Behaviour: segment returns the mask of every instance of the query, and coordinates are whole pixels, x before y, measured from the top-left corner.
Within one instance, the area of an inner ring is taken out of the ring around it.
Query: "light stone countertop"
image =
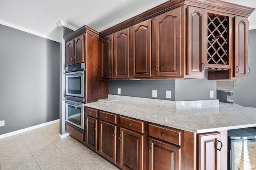
[[[195,133],[256,127],[256,108],[237,104],[220,103],[218,107],[181,109],[119,100],[84,105]]]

──────────

Request:
Please write out the material again, switching "instance" to "object" wherever it appears and changing nothing else. Leave the pictures out.

Result of this exercise:
Behaviour: segment returns the mask of every object of the query, and coordinates are whole pixels, x before y, measured from the top-left corner.
Within one object, the area of an inner ring is taken out of the ring around it.
Query: "light stone countertop"
image =
[[[195,133],[256,127],[256,108],[237,104],[220,103],[218,107],[181,109],[119,100],[84,105]]]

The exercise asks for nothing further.